Task statement
The reply should reproduce every line of the data below word for word, minus any images.

----------------------------------------

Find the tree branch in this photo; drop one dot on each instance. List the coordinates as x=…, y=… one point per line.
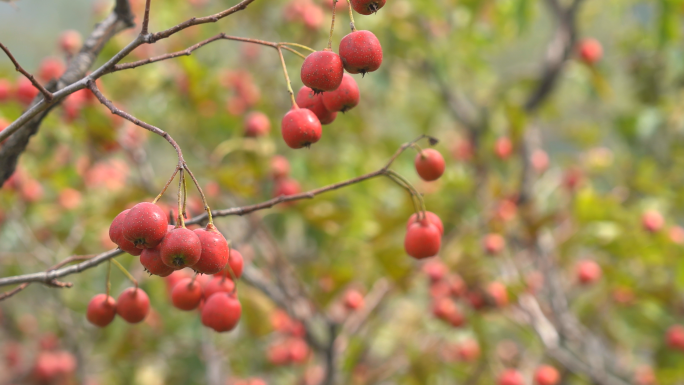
x=47, y=94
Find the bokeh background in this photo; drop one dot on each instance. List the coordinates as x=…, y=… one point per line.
x=612, y=132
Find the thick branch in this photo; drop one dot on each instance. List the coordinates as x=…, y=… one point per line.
x=46, y=93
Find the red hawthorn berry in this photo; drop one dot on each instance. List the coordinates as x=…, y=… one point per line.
x=116, y=234
x=5, y=90
x=590, y=51
x=152, y=262
x=546, y=375
x=322, y=71
x=429, y=164
x=675, y=337
x=219, y=285
x=361, y=52
x=145, y=225
x=133, y=305
x=101, y=310
x=422, y=240
x=187, y=294
x=510, y=377
x=257, y=124
x=25, y=91
x=306, y=98
x=214, y=255
x=344, y=98
x=180, y=248
x=221, y=312
x=353, y=300
x=431, y=217
x=588, y=272
x=301, y=128
x=70, y=41
x=280, y=167
x=367, y=7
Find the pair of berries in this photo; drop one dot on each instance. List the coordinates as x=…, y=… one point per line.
x=359, y=52
x=133, y=305
x=424, y=235
x=144, y=230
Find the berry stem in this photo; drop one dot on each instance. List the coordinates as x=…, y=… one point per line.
x=168, y=183
x=414, y=192
x=126, y=273
x=204, y=198
x=297, y=45
x=181, y=220
x=108, y=285
x=332, y=26
x=351, y=17
x=287, y=78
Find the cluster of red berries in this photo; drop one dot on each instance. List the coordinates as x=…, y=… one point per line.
x=327, y=89
x=290, y=347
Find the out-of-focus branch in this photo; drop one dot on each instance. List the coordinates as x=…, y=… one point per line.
x=47, y=94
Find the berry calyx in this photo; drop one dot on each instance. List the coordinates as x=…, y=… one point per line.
x=101, y=310
x=221, y=312
x=301, y=128
x=422, y=240
x=431, y=217
x=361, y=52
x=214, y=255
x=306, y=98
x=133, y=305
x=546, y=375
x=367, y=7
x=322, y=71
x=151, y=260
x=116, y=234
x=145, y=225
x=344, y=98
x=186, y=294
x=180, y=248
x=429, y=164
x=219, y=285
x=257, y=124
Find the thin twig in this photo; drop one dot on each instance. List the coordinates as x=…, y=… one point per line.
x=46, y=93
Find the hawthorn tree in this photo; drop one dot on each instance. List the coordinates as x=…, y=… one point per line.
x=237, y=261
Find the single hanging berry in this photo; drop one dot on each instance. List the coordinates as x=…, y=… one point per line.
x=344, y=98
x=307, y=98
x=301, y=128
x=322, y=71
x=361, y=52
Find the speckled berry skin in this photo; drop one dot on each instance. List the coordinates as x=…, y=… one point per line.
x=151, y=260
x=344, y=98
x=301, y=128
x=101, y=310
x=361, y=52
x=180, y=248
x=133, y=305
x=214, y=251
x=307, y=98
x=367, y=7
x=145, y=225
x=322, y=71
x=221, y=312
x=116, y=234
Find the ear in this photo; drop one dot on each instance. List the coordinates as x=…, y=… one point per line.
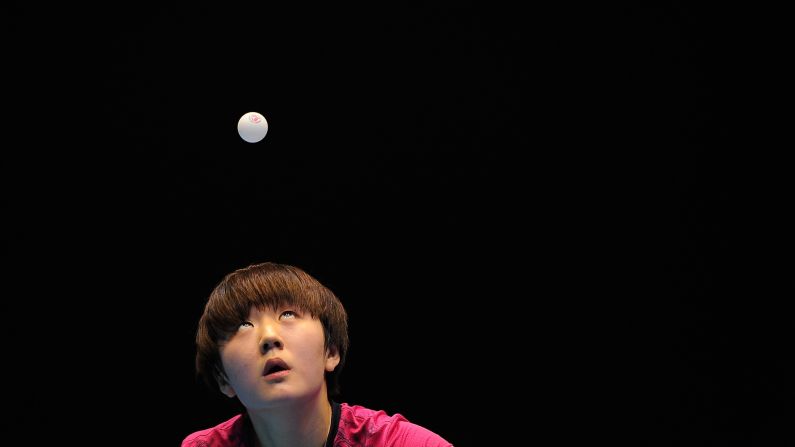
x=225, y=387
x=332, y=358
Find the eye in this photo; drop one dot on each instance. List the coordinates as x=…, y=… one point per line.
x=288, y=314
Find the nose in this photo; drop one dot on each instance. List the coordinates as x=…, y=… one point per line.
x=270, y=339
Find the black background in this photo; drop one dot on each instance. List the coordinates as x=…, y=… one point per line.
x=546, y=222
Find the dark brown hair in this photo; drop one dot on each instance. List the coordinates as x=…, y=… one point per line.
x=267, y=285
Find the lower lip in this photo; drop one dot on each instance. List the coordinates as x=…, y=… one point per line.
x=277, y=375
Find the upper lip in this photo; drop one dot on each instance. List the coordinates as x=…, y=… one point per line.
x=275, y=362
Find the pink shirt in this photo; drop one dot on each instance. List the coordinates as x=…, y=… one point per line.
x=358, y=427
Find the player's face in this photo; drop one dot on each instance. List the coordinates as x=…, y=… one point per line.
x=276, y=355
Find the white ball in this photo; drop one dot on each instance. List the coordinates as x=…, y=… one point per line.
x=252, y=127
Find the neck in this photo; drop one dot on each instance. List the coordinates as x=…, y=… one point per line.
x=297, y=424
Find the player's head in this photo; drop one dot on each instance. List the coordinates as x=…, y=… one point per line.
x=267, y=285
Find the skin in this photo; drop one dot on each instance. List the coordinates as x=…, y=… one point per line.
x=291, y=410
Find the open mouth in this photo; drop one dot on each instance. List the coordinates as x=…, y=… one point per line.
x=274, y=366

----------------------------------------

Answer below
Find the tree branch in this photo; drop one dot on each instance. List the coordinates as x=…, y=… one point per line.
x=47, y=94
Find the bokeh background in this photo; drop one dot on each instance. List the coordinates as x=…, y=… one point per line.
x=612, y=132
Find the thick branch in this photo; drop one dot on each instance. List the coordinates as x=…, y=… one point per line.
x=46, y=93
Find the red hawthorn berry in this photo; drop one dot on each instance. List the coordinates as x=…, y=… one point per line.
x=116, y=234
x=5, y=90
x=590, y=51
x=152, y=262
x=546, y=375
x=322, y=71
x=429, y=164
x=675, y=337
x=219, y=285
x=361, y=52
x=145, y=225
x=133, y=305
x=101, y=310
x=422, y=240
x=187, y=294
x=510, y=377
x=257, y=124
x=25, y=91
x=306, y=98
x=214, y=255
x=344, y=98
x=180, y=248
x=221, y=312
x=353, y=300
x=431, y=217
x=588, y=272
x=301, y=128
x=70, y=41
x=280, y=167
x=367, y=7
Find the pair of berries in this photo; drop one dot on each instance. List the coordinates as x=…, y=… one point per line.
x=359, y=52
x=133, y=305
x=424, y=235
x=144, y=230
Find the berry stem in this photo; drop one dot on each instance. List the coordinates as x=…, y=… one point per line.
x=168, y=183
x=414, y=192
x=126, y=273
x=204, y=198
x=297, y=45
x=181, y=220
x=108, y=285
x=332, y=26
x=351, y=17
x=287, y=78
Find the cluster of red berries in this photo; drop one dot on each instance. List the coordinates as x=…, y=… one point per line.
x=327, y=89
x=290, y=347
Find the out-of-focus branch in this photo; drop one dot on each instance. List the coordinates as x=…, y=… one point per line.
x=47, y=94
Find the berry calyx in this photo; drop one dot on each instance. List the coordinates as x=…, y=… one point per line.
x=101, y=310
x=221, y=312
x=301, y=128
x=422, y=240
x=431, y=217
x=361, y=52
x=214, y=255
x=306, y=98
x=133, y=305
x=546, y=375
x=367, y=7
x=322, y=71
x=151, y=260
x=116, y=234
x=145, y=225
x=344, y=98
x=186, y=294
x=180, y=248
x=429, y=164
x=219, y=285
x=257, y=124
Find the thin twig in this photo; drop one dot on each instance. List the coordinates as x=…, y=… one point per line.
x=46, y=93
Find the hawthorn tree in this photo; drop one dot on each instance. List the coordinates as x=…, y=… one point per line.
x=237, y=261
Find the single hanging berry in this photo; drop one dot on each instance. List the coordinates as x=…, y=… one point per line.
x=344, y=98
x=307, y=98
x=301, y=128
x=322, y=71
x=361, y=52
Find the speckled berry skin in this photo; drop one dot on each instance. List the coordinates as x=…, y=… one point per line.
x=151, y=260
x=344, y=98
x=301, y=128
x=101, y=310
x=361, y=52
x=180, y=248
x=133, y=305
x=214, y=251
x=307, y=98
x=367, y=7
x=145, y=225
x=322, y=71
x=221, y=312
x=116, y=234
Find the ear in this photo; drop one dot on each instance. List the coordinates as x=…, y=… one point per line.
x=225, y=387
x=332, y=358
Find the eye in this photo; drop one dot on each instance. List the coordinates as x=…, y=… one point per line.
x=288, y=314
Find the nose in this photo; drop one dot on each instance. List the coordinates as x=…, y=… one point per line.
x=270, y=339
Find the black background in this photo; drop one dot on each instance. List the coordinates as x=…, y=… one point per line.
x=546, y=222
Find the dark brown hair in this photo; drop one dot on each instance. List the coordinates as x=…, y=… one point per line.
x=267, y=285
Find the lower lip in this photo; drop one dot on each instance. List the coordinates as x=…, y=… one point per line.
x=277, y=375
Find the upper lip in this photo; drop one dot on each instance. List the coordinates as x=…, y=… one point per line.
x=275, y=362
Find the pink shirt in this photo; drop one dot on each instance. List the coordinates as x=…, y=… one point per line.
x=358, y=427
Find the player's face in this photo; drop one dot on each instance. List the coordinates as x=…, y=… one point per line.
x=276, y=355
Find the white ball in this photo; drop one dot on each instance. List the coordinates as x=…, y=… one point per line.
x=252, y=127
Find the neck in this photo; drop one dot on each instance. List the coordinates as x=…, y=… one point per line.
x=297, y=424
Find the player's head in this photo; drop one dot on each instance. List the coordinates as x=…, y=… one point per line.
x=267, y=285
Find the skin in this photo; drop one dot on each instance. List the coordinates as x=…, y=… one point per line.
x=291, y=410
Find the open mouth in this photo; drop one dot on each instance. List the coordinates as x=…, y=… one point per line.
x=274, y=366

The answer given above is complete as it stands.